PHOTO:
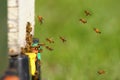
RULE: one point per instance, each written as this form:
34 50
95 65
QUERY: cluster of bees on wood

- **Work to complete**: Copy out every line of the material above verbatim, omitting the picture.

- **Output of the exercise**:
PHOTO:
RULE: one point per instance, each written as this form:
34 50
95 65
QUERY: cluster of bees on wood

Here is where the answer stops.